## WORK INSTRUCTIONS
Output the entries verbatim, including every line.

## THE RECORDS
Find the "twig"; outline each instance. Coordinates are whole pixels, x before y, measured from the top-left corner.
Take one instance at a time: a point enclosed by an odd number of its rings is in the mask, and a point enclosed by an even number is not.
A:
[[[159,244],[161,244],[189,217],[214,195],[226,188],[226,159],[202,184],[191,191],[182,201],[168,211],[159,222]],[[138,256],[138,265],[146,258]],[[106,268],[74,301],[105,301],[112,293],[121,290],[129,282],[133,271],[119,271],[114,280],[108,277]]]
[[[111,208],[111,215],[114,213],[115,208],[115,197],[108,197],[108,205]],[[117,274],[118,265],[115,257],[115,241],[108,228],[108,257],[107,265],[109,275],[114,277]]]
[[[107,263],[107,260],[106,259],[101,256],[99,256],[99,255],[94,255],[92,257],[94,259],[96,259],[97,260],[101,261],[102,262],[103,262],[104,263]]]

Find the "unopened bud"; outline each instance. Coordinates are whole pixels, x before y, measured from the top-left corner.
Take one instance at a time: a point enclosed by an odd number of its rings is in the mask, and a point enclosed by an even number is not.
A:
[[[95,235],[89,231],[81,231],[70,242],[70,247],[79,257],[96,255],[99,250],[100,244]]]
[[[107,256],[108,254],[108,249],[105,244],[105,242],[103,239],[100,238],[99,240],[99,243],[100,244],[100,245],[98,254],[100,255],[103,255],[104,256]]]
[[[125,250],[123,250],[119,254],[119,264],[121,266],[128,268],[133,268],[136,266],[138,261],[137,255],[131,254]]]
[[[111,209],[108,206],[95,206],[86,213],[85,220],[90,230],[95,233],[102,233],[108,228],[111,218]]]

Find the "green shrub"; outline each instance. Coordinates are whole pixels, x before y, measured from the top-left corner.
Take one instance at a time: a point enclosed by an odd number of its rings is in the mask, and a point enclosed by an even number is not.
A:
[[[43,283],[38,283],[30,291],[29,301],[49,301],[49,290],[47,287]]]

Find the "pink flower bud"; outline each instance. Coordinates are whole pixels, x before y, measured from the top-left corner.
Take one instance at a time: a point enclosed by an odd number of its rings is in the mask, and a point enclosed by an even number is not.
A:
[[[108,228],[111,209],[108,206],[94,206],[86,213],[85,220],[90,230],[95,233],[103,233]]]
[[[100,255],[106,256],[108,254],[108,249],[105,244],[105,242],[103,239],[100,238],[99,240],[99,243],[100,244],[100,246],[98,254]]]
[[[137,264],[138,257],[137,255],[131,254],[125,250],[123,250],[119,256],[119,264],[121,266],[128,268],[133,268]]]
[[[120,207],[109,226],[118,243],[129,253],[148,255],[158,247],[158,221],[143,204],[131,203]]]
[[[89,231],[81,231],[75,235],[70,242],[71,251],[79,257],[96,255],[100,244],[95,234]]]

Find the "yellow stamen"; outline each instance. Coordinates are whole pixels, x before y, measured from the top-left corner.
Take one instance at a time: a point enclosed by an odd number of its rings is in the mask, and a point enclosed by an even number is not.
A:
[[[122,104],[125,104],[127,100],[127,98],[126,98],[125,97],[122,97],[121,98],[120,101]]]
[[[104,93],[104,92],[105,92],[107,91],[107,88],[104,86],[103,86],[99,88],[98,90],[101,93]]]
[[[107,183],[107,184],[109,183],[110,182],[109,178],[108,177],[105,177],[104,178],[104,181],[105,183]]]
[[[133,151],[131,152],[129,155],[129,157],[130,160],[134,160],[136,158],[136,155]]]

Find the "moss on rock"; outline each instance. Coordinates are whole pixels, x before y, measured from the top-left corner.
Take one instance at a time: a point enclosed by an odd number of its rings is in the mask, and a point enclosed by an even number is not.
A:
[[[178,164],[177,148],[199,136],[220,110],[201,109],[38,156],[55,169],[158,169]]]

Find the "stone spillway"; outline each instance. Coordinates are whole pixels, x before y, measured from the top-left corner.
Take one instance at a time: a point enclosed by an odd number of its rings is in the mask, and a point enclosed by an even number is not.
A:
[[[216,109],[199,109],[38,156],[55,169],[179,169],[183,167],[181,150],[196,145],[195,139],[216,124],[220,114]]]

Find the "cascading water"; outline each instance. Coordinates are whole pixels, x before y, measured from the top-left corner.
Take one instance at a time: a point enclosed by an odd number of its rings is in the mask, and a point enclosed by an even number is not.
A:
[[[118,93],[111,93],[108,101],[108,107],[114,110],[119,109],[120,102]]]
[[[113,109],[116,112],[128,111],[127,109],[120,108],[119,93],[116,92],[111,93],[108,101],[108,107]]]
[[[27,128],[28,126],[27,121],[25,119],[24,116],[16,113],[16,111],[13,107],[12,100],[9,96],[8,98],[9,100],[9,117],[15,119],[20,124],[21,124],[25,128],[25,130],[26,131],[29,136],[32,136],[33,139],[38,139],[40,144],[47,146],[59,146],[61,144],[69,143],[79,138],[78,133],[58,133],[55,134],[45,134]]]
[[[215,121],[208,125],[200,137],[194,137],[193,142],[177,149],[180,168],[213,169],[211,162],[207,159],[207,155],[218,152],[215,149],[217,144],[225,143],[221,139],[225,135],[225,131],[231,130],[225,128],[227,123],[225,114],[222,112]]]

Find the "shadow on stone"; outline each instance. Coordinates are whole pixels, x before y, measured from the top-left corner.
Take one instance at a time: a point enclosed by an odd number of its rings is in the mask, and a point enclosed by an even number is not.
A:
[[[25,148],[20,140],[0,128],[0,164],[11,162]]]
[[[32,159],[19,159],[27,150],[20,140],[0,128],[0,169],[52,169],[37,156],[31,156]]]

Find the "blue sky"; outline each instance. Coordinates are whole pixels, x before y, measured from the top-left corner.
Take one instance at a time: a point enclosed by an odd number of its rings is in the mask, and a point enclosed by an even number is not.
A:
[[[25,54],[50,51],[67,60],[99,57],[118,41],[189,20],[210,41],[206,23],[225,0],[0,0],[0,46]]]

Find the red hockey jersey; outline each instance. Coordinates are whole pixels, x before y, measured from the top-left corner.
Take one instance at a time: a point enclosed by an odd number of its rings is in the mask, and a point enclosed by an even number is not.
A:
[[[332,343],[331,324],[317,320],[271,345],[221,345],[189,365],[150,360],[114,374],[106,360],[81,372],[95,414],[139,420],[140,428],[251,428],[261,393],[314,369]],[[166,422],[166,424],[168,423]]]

## OUTPUT FOR THIS EXERCISE
Find the "twig"; outline each instance. Coordinates are whole pixels, x before y, measured from the top-left corner.
Take one instance at a time: a point enclosed by an odd number of its rings is in the mask, and a point enclosed by an even number is not.
A:
[[[159,244],[161,244],[189,217],[214,195],[226,188],[226,159],[202,184],[191,191],[182,201],[168,211],[159,222]],[[138,256],[138,265],[146,258]],[[106,268],[74,301],[105,301],[112,293],[121,290],[129,282],[133,271],[119,271],[114,280],[108,277]]]
[[[111,208],[111,215],[114,213],[115,208],[115,197],[108,197],[108,205]],[[117,274],[118,265],[115,257],[115,241],[108,228],[108,257],[107,265],[109,275],[114,277]]]
[[[107,263],[107,260],[106,259],[101,256],[99,256],[99,255],[94,255],[92,257],[94,259],[96,259],[97,260],[101,261],[102,262],[103,262],[104,263]]]

Find the "unopened bud"; outline each instance. Coordinates are whole pixels, x before y, measured from the top-left corner.
Take one instance at a time: a point enclosed by an odd number of its rings is in the mask, and a point enclosed by an even number is not.
A:
[[[95,235],[89,231],[81,231],[70,242],[70,247],[79,257],[96,255],[99,250],[100,244]]]
[[[107,256],[108,254],[108,249],[105,244],[105,242],[103,239],[100,238],[99,240],[99,243],[100,244],[100,245],[98,254],[100,255],[103,255],[104,256]]]
[[[125,250],[123,250],[119,254],[119,264],[121,266],[128,268],[133,268],[136,266],[138,261],[137,255],[131,254]]]
[[[111,209],[108,206],[95,206],[86,213],[85,220],[90,230],[95,233],[102,233],[108,228],[111,218]]]

Find the "green shrub"; outline each instance. Coordinates are whole pixels, x before y, measured from the top-left corner.
Take one instance at a time: a point enclosed by an odd number of its rings is in the mask, and a point enclosed by an even number is not.
A:
[[[43,283],[38,283],[30,291],[29,301],[49,301],[49,290],[47,287]]]

Find the "pink flower bud"; outline each instance. Coordinates are whole pixels, x before y, measured from the top-left corner.
Take one instance at a time: a point enclosed by an odd number of its rings is in the mask, and a point enclosed by an even number is not.
A:
[[[108,228],[111,209],[108,206],[94,206],[86,213],[85,220],[90,230],[95,233],[103,233]]]
[[[100,255],[106,256],[108,254],[108,249],[105,244],[105,242],[103,239],[100,238],[99,240],[99,243],[100,244],[100,246],[98,254]]]
[[[137,264],[138,257],[137,255],[131,254],[125,250],[123,250],[119,256],[119,264],[121,266],[128,268],[133,268]]]
[[[120,207],[109,226],[118,243],[129,253],[148,255],[158,247],[158,221],[143,204],[131,203]]]
[[[89,231],[81,231],[75,235],[70,242],[71,251],[79,257],[96,255],[100,244],[95,234]]]

Find the "yellow stamen"; outline each instance. Coordinates are whole pixels, x before y, measured from the top-left corner.
Take one instance at a time: a point enclosed by an odd number of its rings is in the mask, and a point enclosed by an even number is not.
A:
[[[122,104],[125,104],[127,100],[127,98],[126,98],[125,97],[122,97],[121,98],[120,101]]]
[[[104,93],[104,92],[105,92],[107,91],[107,88],[104,86],[103,86],[99,88],[98,90],[101,93]]]
[[[107,183],[107,184],[109,183],[110,182],[109,178],[108,177],[105,177],[104,178],[104,181],[105,183]]]
[[[133,151],[131,152],[129,155],[129,157],[130,160],[134,160],[136,158],[136,155]]]

Find the "moss on rock"; outline each instance. Coordinates are whole pixels, x before y, measured from the top-left corner.
Take one instance at a time: a point enclosed by an odd number of its rings is in the mask, and a point enclosed by an even number is not.
A:
[[[178,164],[177,148],[199,136],[220,110],[201,109],[38,156],[55,169],[158,169]]]

Find the "stone spillway"; outline each instance. Coordinates are whole pixels, x before y, measured from the top-left corner.
Take one instance at a time: a point enclosed by an odd number of its rings is in the mask, and a point enclosed by an even number is not.
A:
[[[216,109],[199,109],[38,156],[55,169],[179,169],[183,167],[181,150],[196,145],[195,139],[216,124],[220,114]]]

Find the "cascading water"; outline each instance. Coordinates are whole pixels, x before y, measured from the top-left corner.
Take one instance at a time: a point enclosed by an odd number of its rings is in the mask, and a point enclosed by an even number is not.
A:
[[[118,93],[111,93],[108,101],[108,107],[114,110],[119,109],[120,102]]]
[[[113,109],[116,112],[128,111],[127,109],[120,108],[119,93],[116,92],[111,93],[108,101],[108,107]]]
[[[27,128],[28,126],[27,121],[25,119],[24,116],[16,113],[16,111],[13,107],[12,100],[9,96],[8,98],[9,100],[9,117],[15,119],[20,124],[21,124],[25,128],[25,130],[26,131],[29,136],[32,136],[33,139],[38,139],[40,144],[47,146],[59,146],[61,144],[69,143],[79,138],[78,133],[58,133],[55,134],[45,134]]]
[[[215,121],[208,125],[200,137],[194,137],[193,142],[177,149],[180,168],[213,169],[211,162],[207,159],[207,155],[218,152],[215,149],[217,144],[225,143],[221,139],[225,135],[225,131],[231,130],[225,128],[227,123],[225,114],[222,112]]]

Find the "shadow on stone"; outline each instance. Coordinates are whole pixels, x before y, measured from the top-left corner.
Take one instance at a time: a point enclosed by an odd number of its rings is in the mask, and a point enclosed by an even number is not.
A:
[[[25,148],[20,140],[0,128],[0,164],[11,162]]]
[[[32,159],[19,159],[27,150],[20,140],[0,128],[0,169],[52,169],[37,156],[31,156]]]

Find the "blue sky"; outline each instance. Coordinates are whole pixels, x before y, measured from the top-left corner.
Take one instance at a time: a point enclosed by an odd number of its rings is in the mask, and a point enclosed by an even number is not.
A:
[[[25,54],[50,51],[67,60],[99,57],[118,41],[189,20],[210,41],[206,23],[225,0],[0,0],[0,46]]]

Find the red hockey jersey; outline each instance. Coordinates are whole pixels, x before y, measured from the top-left corner.
Take one instance at a time: a point enclosed by an odd number of its rings is in the mask, and a point enclosed by an even number is not.
A:
[[[332,343],[331,324],[317,320],[271,345],[221,345],[189,365],[150,360],[114,374],[106,360],[81,372],[95,414],[139,420],[140,428],[251,428],[261,393],[314,369]],[[166,422],[166,424],[168,423]]]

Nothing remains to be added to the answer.